SOURCE DOCUMENT
Melvin and Jean reached a consensus to send their children back to the US to live with their relatives. Their decision was driven by what McNair termed as living in “constant danger.” Moreover, the Black Panthers’ stay in Algiers was also soon due.

Move to Paris

Along with Brown and Tillerson, Melvin and Jean used fake passports and support from international human rights groups to flee to Paris through Geneva. They arrived in Paris in 1974, where they lived with French sympathizers and did odd jobs to support themselves. When questioned about why they were in France, their scape-goat was that they had fled from the US to avoid being sent to fight in Vietnam.

After two years in France, they were finally arrested by the French Police. However, the French court only tried them for hijacking and did not extradite them as the US had wanted. The four were held in pre-trial detention for two years.

Jean and Tillerson were released to take care of their children after the trial. Melvin was given a five-year jail term, which was later reduced for his good behavior and will to learn French. He became a free man in 1980.Lack of the will to learn French gave brown a longer-term, according to Melvin.

McNair’s Life after Prison

In the early 1980s, McNair and his wife Jean moved to Caen’s coastal town, Normandy, after retrained as a sports coach and a social worker. Since then, he has imparted playing baseball at the Phenix Caen, a local club. The club ground has since been named after him and Jean.

Melvin has also done charity works in the destitute Grace de Dieu (Grace of God) neighborhood, situated in its outskirts. He says he uses his story as a wake-up call for the kids in the area’s schools to respect each other, work hard, and study.

Jean, who was staying with McNair, worked on social equality issues in the area. Sadly, Jean died a few years back.

His oldest son, Johari, returned to the US and was shot dead in Winston-Salem, North Carolina, in 1998, aged 28. His father says he was at the wrong place at the wrong time and tried to confront a gang leader. In a 2012 documentary, Johari’s death was tragic to Melvin and made him breakdown as he narrated it.

Current life

The now 72-year-old Melvin McNair continues with his charitable works in the community. Among his current undertakings is advising families with financial difficulties on various avenues of getting finances and improving the estates’ local police’s relationship with kids.

His two remaining children are French citizens. Both Jean and Johari were buried in Caen, where Melvin also says it will be his resting place. He misses home but fears being arrested if he returns to the US.

He fancies the Black Lives Matter movement but is concerned with rumors of black militants resorting to arms for defensive purposes. He relates the militants with the Black Panthers movement, who had the motive of eradicating racism and fighting injustices, but when they resorted to arms, the US had leverage to get rid of them.

When asked if he regretted the 1972 hijack, he had this to say:

“I always have regrets, in the sense that if you were more intelligent and less naive, you wouldn’t have made the mistakes that you did. I regret the racism that forced me into the desperate situation that forced me to react in the way I did. I regret that it has forced me into exile away from America and my family, but I got a second chance to make a positive change in the community I am in now.”

Where are the Supporting Characters?

Remember the pilot McNair called a hero, Captain William May? He visited the McNairs in France for a reunion. Who would have guessed they would hug and shake each other’s hands? Well, they did, and you can catch that in the Melvin & Jean documentary. May went from flying domestic Delta flights to international flights after the hijack.

Joyce Tillerson died of cancer in 2000 after working for the South African embassy in Paris. George Brown, who was also in Paris, passed on five years ago.

Lastly, George Wright made his way to Guinea-Bissau, where he went underground to re-emerge in Portugal bearing the country’s citizenship. It is reported that he came to Portugal in 1993 with the name Jose Luis Jorge Dos Santos. He says he did not commit the murder he was earlier accused of. The Portuguese courts have twice dismissed the American extradition demands. He continues to live in Portugal.

RAW DATA
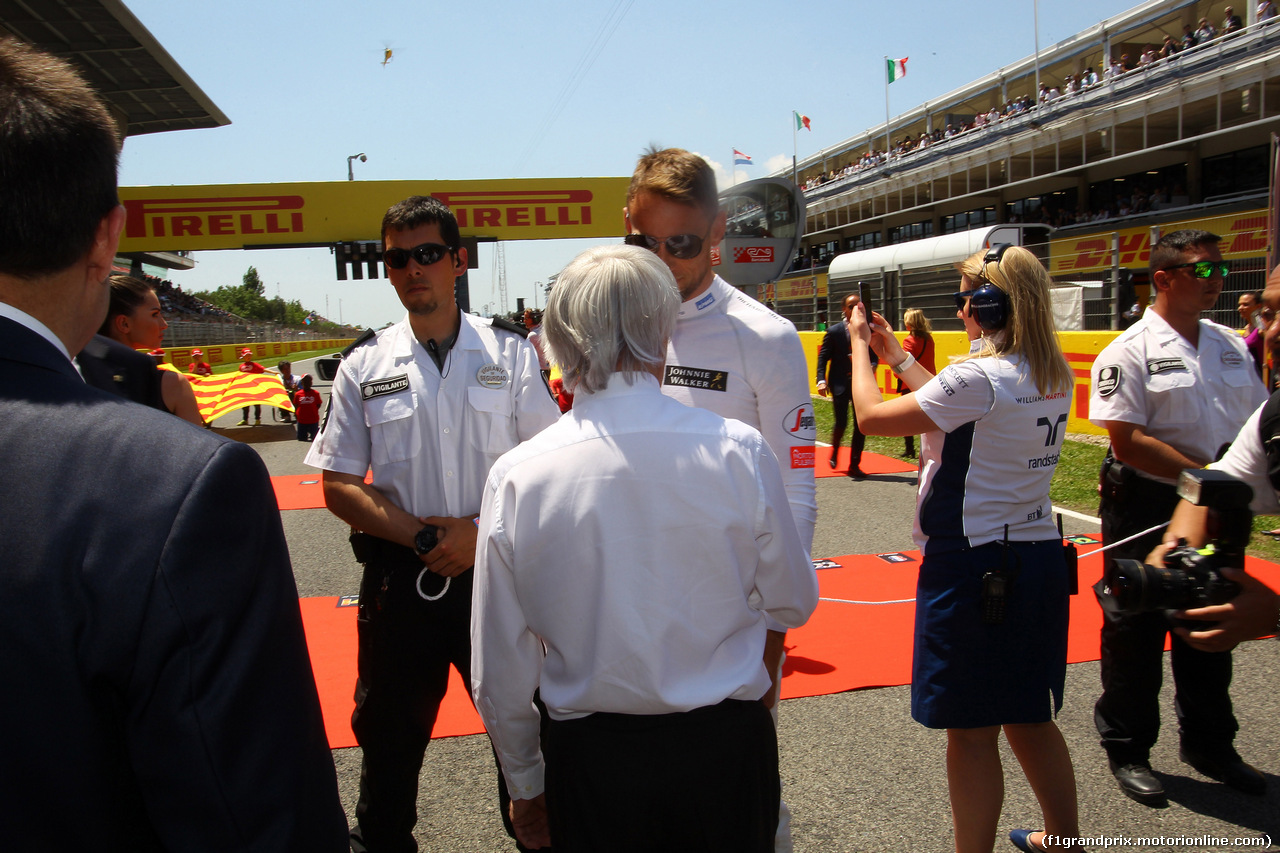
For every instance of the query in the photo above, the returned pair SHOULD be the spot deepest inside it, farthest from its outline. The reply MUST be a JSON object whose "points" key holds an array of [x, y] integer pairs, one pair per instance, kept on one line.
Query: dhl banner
{"points": [[1244, 235], [1079, 347], [795, 288], [318, 214]]}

YOUR GOAL
Reproduce word for word the part of the Melvin McNair piece starting with "His two remaining" and going on through "returns to the US.".

OUTPUT FOR THIS EXERCISE
His two remaining children are French citizens. Both Jean and Johari were buried in Caen, where Melvin also says it will be his resting place. He misses home but fears being arrested if he returns to the US.